— Begin Record extracts —

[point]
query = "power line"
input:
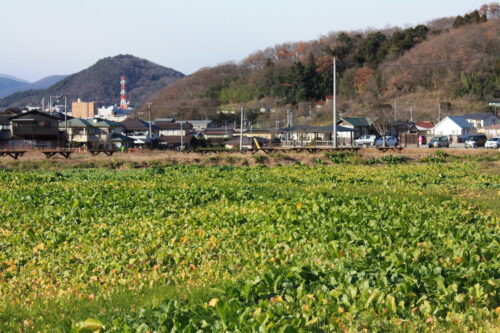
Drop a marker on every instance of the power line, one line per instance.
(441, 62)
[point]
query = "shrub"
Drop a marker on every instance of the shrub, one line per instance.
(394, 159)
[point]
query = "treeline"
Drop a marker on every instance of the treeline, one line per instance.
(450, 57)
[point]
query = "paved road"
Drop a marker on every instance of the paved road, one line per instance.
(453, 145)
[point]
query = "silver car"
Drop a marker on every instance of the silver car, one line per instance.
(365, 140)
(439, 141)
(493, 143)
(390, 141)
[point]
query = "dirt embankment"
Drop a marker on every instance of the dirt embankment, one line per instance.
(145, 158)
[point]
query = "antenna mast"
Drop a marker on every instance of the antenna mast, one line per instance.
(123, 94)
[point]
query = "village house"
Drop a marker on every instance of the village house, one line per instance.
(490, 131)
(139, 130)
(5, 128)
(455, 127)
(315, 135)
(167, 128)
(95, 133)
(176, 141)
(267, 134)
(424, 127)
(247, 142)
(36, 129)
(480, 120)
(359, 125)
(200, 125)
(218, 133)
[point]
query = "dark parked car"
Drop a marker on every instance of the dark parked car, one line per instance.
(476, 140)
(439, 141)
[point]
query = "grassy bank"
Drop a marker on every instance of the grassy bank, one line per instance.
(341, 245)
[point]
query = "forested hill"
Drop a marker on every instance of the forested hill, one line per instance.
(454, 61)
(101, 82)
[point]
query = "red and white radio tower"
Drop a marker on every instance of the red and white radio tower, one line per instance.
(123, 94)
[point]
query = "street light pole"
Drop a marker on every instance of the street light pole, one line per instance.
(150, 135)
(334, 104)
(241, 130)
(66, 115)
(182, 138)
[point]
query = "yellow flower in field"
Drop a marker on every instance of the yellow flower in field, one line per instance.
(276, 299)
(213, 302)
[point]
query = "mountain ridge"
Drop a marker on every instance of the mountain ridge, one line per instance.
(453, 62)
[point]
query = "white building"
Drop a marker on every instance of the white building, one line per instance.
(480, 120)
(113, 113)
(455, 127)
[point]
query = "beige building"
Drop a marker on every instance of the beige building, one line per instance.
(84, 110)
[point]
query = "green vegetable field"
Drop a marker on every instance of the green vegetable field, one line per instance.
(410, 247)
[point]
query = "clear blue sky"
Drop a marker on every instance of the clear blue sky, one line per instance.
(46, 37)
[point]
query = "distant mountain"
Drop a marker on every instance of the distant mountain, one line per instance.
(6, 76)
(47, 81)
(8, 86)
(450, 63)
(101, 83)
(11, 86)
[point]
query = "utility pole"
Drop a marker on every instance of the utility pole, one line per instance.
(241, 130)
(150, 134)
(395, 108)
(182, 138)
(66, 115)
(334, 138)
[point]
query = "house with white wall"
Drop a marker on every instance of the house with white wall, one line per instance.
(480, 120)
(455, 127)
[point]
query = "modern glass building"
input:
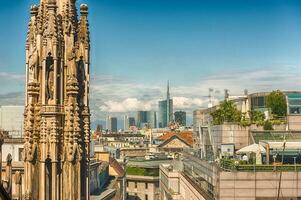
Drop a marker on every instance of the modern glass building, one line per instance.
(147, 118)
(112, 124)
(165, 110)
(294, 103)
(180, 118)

— End Record extracts —
— Begin Record extracts —

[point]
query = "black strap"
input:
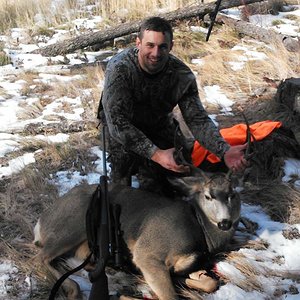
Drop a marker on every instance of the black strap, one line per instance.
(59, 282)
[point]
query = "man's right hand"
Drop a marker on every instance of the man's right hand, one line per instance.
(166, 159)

— End Record extracts —
— Begin Record extracts —

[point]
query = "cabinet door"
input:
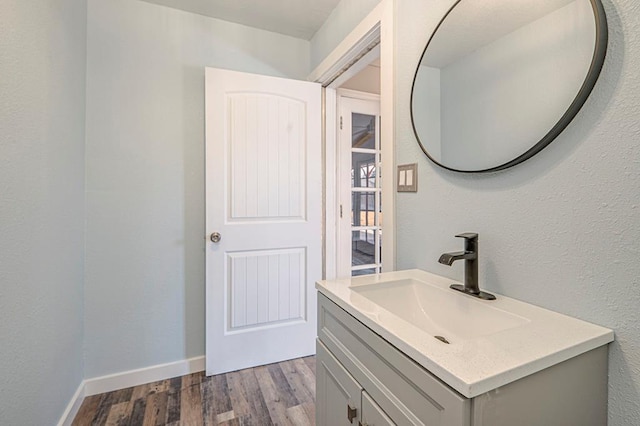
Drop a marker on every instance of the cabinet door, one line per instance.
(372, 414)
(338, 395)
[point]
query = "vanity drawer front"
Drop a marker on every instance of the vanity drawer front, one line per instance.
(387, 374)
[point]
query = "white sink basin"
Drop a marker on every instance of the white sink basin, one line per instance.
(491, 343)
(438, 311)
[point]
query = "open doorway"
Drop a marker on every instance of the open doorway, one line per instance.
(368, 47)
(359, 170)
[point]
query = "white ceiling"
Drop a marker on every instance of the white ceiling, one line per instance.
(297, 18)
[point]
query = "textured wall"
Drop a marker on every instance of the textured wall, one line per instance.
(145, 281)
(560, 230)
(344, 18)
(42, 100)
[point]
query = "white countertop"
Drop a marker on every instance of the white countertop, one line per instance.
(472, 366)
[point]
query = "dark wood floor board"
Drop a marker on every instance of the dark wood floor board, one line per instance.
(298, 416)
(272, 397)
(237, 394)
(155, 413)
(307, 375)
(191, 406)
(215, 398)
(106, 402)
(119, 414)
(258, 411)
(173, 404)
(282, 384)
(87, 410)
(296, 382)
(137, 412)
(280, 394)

— End Record extracts —

▶ [Job]
How many lines in the data above contain the string "antenna"? Case counts. Reply with only the number.

▶ [Task result]
2